#### [To be done]
Each record must be reproduced exactly as it is shown.

#### [Data to process]
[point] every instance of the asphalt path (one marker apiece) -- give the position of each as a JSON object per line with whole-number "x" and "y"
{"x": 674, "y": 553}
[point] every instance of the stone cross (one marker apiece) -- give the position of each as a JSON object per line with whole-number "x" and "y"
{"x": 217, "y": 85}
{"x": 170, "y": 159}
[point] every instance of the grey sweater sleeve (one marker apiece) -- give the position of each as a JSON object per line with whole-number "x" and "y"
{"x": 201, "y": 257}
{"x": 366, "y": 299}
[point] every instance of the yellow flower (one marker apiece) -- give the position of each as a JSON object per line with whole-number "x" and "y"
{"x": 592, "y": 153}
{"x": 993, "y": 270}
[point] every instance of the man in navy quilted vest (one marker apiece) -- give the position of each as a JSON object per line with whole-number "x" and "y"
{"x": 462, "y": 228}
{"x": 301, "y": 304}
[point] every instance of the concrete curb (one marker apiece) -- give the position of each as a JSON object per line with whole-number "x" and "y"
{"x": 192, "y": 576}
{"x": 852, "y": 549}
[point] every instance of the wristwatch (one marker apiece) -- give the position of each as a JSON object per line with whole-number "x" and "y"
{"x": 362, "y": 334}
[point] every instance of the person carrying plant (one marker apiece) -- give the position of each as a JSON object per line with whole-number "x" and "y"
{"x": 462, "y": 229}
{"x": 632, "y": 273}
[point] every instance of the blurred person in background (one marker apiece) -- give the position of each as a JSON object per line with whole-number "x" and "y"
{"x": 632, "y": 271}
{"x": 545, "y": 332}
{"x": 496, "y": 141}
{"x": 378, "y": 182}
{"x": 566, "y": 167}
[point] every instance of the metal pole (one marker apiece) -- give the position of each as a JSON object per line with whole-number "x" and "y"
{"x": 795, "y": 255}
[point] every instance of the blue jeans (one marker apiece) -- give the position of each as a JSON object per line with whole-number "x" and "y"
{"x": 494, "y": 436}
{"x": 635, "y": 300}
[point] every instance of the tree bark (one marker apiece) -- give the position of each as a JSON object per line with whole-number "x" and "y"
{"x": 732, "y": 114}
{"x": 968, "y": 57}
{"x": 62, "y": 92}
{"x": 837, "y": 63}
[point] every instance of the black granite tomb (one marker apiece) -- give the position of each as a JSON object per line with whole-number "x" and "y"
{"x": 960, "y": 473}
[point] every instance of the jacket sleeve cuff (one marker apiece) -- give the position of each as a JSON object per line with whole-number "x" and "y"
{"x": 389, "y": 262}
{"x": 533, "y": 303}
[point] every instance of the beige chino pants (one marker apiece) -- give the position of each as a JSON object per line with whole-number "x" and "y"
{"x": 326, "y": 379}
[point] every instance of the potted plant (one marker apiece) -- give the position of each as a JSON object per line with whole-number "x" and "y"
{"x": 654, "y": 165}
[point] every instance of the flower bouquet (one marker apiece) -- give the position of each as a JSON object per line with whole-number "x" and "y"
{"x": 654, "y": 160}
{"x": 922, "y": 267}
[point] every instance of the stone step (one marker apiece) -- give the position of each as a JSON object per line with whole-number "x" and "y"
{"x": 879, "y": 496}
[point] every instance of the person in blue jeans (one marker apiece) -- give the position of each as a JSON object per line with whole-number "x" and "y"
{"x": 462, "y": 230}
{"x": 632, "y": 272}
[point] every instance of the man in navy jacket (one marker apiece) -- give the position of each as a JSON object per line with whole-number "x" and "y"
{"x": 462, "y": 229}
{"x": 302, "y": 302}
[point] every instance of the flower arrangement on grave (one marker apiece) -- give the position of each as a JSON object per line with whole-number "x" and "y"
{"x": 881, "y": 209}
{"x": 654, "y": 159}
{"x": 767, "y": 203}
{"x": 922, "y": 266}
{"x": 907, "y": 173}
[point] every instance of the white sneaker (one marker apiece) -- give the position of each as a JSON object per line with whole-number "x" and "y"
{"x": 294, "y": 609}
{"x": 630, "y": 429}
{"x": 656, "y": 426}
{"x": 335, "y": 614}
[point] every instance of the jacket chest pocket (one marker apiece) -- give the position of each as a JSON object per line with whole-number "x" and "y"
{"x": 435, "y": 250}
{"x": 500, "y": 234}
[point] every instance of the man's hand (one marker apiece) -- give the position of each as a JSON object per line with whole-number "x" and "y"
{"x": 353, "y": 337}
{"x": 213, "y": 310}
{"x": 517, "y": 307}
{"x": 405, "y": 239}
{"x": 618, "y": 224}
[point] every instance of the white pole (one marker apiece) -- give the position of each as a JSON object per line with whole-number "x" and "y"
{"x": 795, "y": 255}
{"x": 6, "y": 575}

#### [Solution for this problem]
[point] every instance of the asphalt path (one marker apiece) -- give the position of each as a JSON object per line with whole-number "x" and "y"
{"x": 674, "y": 553}
[point] every instance of the stone cross (one marker apiece) -- give the position of each as a JSON object per line with whole-number "x" and "y"
{"x": 217, "y": 85}
{"x": 170, "y": 159}
[point] every instance of the grey sweater sleeve (one marker apiece) -- give the position of each as a JSON object per line with whole-number "x" and "y"
{"x": 201, "y": 257}
{"x": 366, "y": 299}
[point] every instance of the yellow flower (one marker apiece) -- give the position of each as a JSON object per line with whole-number "x" and "y"
{"x": 592, "y": 153}
{"x": 993, "y": 270}
[point] every instance of the man in navy quilted vest (one marker apiece) -- give the position of each as a JSON object per line with whole-number "x" and "y"
{"x": 462, "y": 228}
{"x": 301, "y": 304}
[point] every instance of the concrete curb (one marker apiece) -- give the position of each as a JSON object per line with whole-number "x" and "y"
{"x": 192, "y": 576}
{"x": 852, "y": 549}
[point] every instance of the wristwatch (one marker apiece) -- give the position of each as a JSON object per line with whole-number "x" and "y"
{"x": 362, "y": 334}
[point] every instance of the person carrying plant (one marker apiece) -- give the position of each as a JSON object per line with whole-number "x" and "y"
{"x": 462, "y": 229}
{"x": 632, "y": 273}
[point] every instance of the blurred person in background (one marker apiece) -- give the position of each as a JSON object per line with whole-number "x" and "y"
{"x": 632, "y": 271}
{"x": 545, "y": 332}
{"x": 496, "y": 141}
{"x": 378, "y": 182}
{"x": 566, "y": 167}
[point] every instance of the metal pole (one marker apiece) -- give the position of each as a JSON object per line with whole-number "x" and "y"
{"x": 795, "y": 255}
[point] every instance of the blue jeans (one marker apiece) -- give the position of each as a JSON object per line with whole-number "x" and "y"
{"x": 494, "y": 436}
{"x": 635, "y": 300}
[point] every instance of the tree bark (one marker apiece) -- give the position of each as a JSON object per line with whole-number "x" and "y"
{"x": 732, "y": 114}
{"x": 968, "y": 57}
{"x": 62, "y": 92}
{"x": 837, "y": 63}
[point] every instance of the black granite tomb (one marker apiece) -- give the position of each as a JSON object per line with whole-number "x" and "y"
{"x": 960, "y": 473}
[point] every instance of the jacket sleeve cuff (one marker apiece) -- give the position of each as a JSON object per line with whole-number "x" and "y"
{"x": 389, "y": 262}
{"x": 533, "y": 303}
[point] every instance of the beige chino pants (one marker apiece) -- give the position of each as a JSON object per line with whole-number "x" and "y"
{"x": 326, "y": 379}
[point] every instance of the potted plant (one marker apiece) -- give the position of each as a JSON object per line with whole-number "x" and "y"
{"x": 654, "y": 165}
[point] every instance of the flower bouquet (one marker apiece) -- give the position of each as a JSON object per line with whole-number "x" and "y"
{"x": 654, "y": 160}
{"x": 922, "y": 267}
[point] every instance of the stone step (one marker apiece) -- give the position of each as a JSON object per line with whole-number "x" and "y"
{"x": 879, "y": 496}
[point] every instance of the person in blue jeans (one marker apiece) -- give the position of each as a JSON object per line with whole-number "x" and "y"
{"x": 462, "y": 230}
{"x": 632, "y": 272}
[point] every instance of the man in navy jacket (one marker apiece) -- give the position of each as a JSON object per line with whole-number "x" and "y"
{"x": 462, "y": 229}
{"x": 302, "y": 302}
[point] every instance of the flower arrangement on grave (one marker apiece) -- give the position of each as a JSON object per line with whole-number "x" and "y"
{"x": 881, "y": 209}
{"x": 654, "y": 159}
{"x": 767, "y": 203}
{"x": 922, "y": 266}
{"x": 907, "y": 173}
[point] every instance of the white sneaker (one marker apiece) -- give the position of each as a JSON object per line with whole-number "x" and "y"
{"x": 294, "y": 609}
{"x": 630, "y": 429}
{"x": 656, "y": 426}
{"x": 335, "y": 614}
[point] every instance of the jacket chest pocket (one marker apiece) -- give the position of each as a JSON object per line with whole-number "x" and "y"
{"x": 435, "y": 250}
{"x": 500, "y": 234}
[point] every instance of the man's hand (one marker apiece) -- give the position of each as a JSON object per line with whole-number "x" and "y"
{"x": 353, "y": 337}
{"x": 213, "y": 310}
{"x": 517, "y": 307}
{"x": 405, "y": 239}
{"x": 618, "y": 224}
[point] every instance of the white pole (one marker apiece) -- give the position of each as a JSON object per line with whole-number "x" and "y"
{"x": 795, "y": 255}
{"x": 6, "y": 575}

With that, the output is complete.